本文:
******

AMHと不妊
AMH(アンチミュラー管ホルモン)という採血項目があります。数年前に脚光を浴びたことがあり、お聞きになったことがある方も多いかもしれません。当初、“不妊かどうかが採血でわかる”、と過大評価されてしまった経緯があるのですが、基本的に現在では卵巣内に残っている卵子の数(卵巣予備能)のひとつの指標と考えられています。
個人差も大きく、年齢とともに低下しますが、特に不妊分野においては、排卵誘発に対する反応を予測するために使用することが多いと思います。よって、高ければ高いほど良いというわけでもなく、多嚢胞性卵巣症候群(PCOS)と言われる疾患においては異常高値を示し、排卵誘発に過剰に反応し、卵巣過剰刺激症候群のリスクが高くなります。逆に低値であれば、排卵誘発を行っても獲得できる卵子の数が少ないと予測できるのです。
当院では、体外受精をご希望される患者さんには初診時にAMHを測定し、その結果で排卵誘発法を検討させていただいております。獲得できた卵子は、その後の受精、胚発育、移植後の着床の様々なステップを乗り越えなければなりませんから、できるだけ多くの卵子があった方が妊娠への可能性を高くすることが出来ます故、その患者さんにベストな誘発法を行うことが良いと考えており、その指標としてAMHは有用と思います。

******

データ:
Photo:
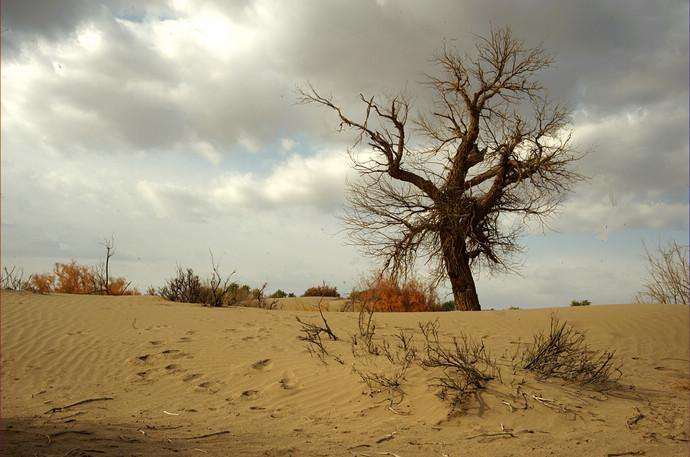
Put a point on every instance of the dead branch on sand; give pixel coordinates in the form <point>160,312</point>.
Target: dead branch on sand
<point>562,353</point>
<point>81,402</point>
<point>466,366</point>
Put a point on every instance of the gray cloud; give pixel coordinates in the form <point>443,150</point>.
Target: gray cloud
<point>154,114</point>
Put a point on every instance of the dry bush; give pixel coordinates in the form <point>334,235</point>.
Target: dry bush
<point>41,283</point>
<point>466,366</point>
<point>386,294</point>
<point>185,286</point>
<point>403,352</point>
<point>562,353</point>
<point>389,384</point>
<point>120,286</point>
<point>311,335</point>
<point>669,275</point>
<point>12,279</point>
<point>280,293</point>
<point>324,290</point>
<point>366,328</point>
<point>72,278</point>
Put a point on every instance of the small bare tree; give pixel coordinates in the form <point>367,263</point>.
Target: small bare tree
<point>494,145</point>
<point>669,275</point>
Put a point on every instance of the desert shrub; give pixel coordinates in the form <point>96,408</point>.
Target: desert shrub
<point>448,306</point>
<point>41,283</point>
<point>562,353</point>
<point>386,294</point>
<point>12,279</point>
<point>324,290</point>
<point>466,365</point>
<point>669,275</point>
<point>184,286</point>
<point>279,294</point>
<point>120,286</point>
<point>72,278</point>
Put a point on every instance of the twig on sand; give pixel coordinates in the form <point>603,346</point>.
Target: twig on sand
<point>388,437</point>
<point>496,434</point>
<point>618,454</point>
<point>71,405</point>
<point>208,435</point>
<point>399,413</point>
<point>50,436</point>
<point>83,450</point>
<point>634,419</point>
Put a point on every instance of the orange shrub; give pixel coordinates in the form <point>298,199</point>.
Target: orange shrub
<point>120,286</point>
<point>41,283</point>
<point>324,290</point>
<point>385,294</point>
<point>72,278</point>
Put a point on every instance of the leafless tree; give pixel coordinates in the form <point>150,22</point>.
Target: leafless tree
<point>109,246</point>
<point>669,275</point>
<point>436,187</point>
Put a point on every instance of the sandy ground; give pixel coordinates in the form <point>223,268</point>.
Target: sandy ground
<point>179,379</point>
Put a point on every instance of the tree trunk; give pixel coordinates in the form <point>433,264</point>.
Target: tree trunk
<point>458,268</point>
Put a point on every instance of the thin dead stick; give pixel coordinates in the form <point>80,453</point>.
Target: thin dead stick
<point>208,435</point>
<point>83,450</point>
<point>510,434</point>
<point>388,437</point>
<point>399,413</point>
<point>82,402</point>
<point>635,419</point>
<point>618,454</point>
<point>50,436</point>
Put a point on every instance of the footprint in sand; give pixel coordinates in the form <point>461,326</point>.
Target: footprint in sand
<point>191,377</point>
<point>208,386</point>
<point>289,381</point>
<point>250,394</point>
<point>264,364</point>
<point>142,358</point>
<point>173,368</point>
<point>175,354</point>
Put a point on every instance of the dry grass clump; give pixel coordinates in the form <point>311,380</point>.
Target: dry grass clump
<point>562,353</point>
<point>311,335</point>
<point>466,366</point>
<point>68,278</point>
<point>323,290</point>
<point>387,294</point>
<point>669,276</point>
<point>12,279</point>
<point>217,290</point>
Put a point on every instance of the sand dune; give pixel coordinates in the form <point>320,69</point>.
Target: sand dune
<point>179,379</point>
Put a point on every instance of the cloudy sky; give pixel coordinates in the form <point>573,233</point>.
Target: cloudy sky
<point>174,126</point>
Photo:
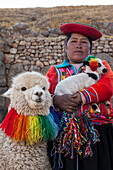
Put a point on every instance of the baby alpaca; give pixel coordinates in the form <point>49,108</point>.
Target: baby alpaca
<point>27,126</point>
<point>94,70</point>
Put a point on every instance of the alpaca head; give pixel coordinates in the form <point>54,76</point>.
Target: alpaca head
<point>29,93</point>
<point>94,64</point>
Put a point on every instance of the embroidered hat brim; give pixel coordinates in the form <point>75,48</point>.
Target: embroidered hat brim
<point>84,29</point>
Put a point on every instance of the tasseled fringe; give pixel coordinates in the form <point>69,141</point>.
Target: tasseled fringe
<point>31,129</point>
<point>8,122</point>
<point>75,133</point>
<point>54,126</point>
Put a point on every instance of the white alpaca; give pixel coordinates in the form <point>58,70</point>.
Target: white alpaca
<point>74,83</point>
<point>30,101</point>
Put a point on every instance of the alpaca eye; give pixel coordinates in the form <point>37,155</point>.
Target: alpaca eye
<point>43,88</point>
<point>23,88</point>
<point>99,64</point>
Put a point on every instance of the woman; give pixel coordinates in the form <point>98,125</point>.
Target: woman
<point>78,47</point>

******

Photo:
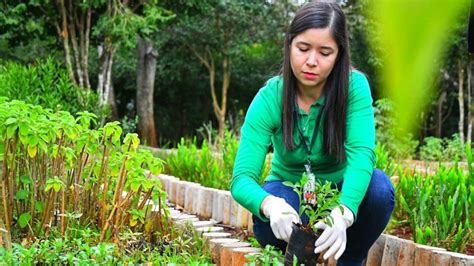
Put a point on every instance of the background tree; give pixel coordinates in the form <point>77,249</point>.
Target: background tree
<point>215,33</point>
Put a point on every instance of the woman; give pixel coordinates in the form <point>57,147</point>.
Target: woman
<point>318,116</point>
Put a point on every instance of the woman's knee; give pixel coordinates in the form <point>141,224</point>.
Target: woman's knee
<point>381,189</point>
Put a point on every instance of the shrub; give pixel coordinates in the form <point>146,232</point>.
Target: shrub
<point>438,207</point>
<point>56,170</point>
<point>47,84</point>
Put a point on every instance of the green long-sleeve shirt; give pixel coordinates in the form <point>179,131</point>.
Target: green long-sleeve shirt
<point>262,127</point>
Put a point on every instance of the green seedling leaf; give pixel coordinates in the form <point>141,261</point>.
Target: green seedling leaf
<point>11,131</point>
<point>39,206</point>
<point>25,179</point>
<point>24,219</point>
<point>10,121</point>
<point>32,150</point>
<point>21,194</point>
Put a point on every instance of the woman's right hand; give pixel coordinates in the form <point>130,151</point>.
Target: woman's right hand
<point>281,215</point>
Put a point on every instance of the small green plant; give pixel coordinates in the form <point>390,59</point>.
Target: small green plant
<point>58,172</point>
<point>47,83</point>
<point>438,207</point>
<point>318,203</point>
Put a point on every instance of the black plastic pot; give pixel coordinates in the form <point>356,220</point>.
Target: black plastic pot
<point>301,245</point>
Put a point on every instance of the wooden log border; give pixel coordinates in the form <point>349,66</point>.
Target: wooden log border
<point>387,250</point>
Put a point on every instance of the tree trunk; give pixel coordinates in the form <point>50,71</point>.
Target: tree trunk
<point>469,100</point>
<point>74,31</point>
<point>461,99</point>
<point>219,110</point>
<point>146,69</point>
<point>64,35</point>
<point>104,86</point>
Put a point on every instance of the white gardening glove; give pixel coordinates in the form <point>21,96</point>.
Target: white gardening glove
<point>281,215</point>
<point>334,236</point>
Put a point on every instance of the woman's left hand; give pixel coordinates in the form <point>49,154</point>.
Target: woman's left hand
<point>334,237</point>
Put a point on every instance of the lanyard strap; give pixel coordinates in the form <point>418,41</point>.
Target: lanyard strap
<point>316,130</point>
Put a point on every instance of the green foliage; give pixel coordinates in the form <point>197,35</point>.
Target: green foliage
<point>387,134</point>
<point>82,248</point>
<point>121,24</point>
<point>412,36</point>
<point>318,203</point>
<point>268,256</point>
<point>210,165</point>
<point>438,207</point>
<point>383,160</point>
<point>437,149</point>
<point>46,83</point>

******

課題 1:
AMHと不妊についての本文によると、獲得できた卵子が乗り越えなければならないステップは何ですか。すべて挙げてください。
課題 2:
AMHと不妊についての本文に照らして、次の(a)〜(c)が本文と合っているかを「はい」か「いいえ」で答え、判断の根拠となる本文の語句をそのまま引用してください。
(a) AMHは現在、卵巣予備能のひとつの指標と考えられている。
(b) AMHは高ければ高いほど良い。
(c) 当院では、体外受精を希望する患者のAMHを2回目の診察時に測定する。
課題 3:
AMHと不妊についての本文の最後の文に続けて、文章の続きを書いてください。
データの項目は、本文とは別の出典から取られています。

解答 1:
受精、胚発育、移植後の着床

解答 2:
(a) はい。「卵巣内に残っている卵子の数(卵巣予備能)のひとつの指標と考えられています」
(b) いいえ。「高ければ高いほど良いというわけでもなく」
(c) いいえ。「初診時にAMHを測定し」

解答 3:
上述PCOSではAMHが高くなりますが、通常の誘発方法を行ってしまうと卵巣が腫大しすぎてしまい、腹腔内に腹水が溜まってしまうような卵巣過剰刺激症候群になるリスクが高くなります。アロマターゼ阻害剤を使用する誘発法を選択することが多くなりますが、そのためにもAMHは有用なのです。さらに、重症のPCOSでは内視鏡手術を用い、卵巣に多数の孔を開けることにより、治療する方法もあります。このような場合でも、内視鏡手術は有用なのです。
不妊治療中に手術が必要になることも少なくありません。そして、その場合には可能な限り、ご負担の少ない内視鏡手術が理想的です。当院はメディカルパーク湘南と連携し、内視鏡手術にも対応できるようになっており、安心して手術に臨むことが可能です。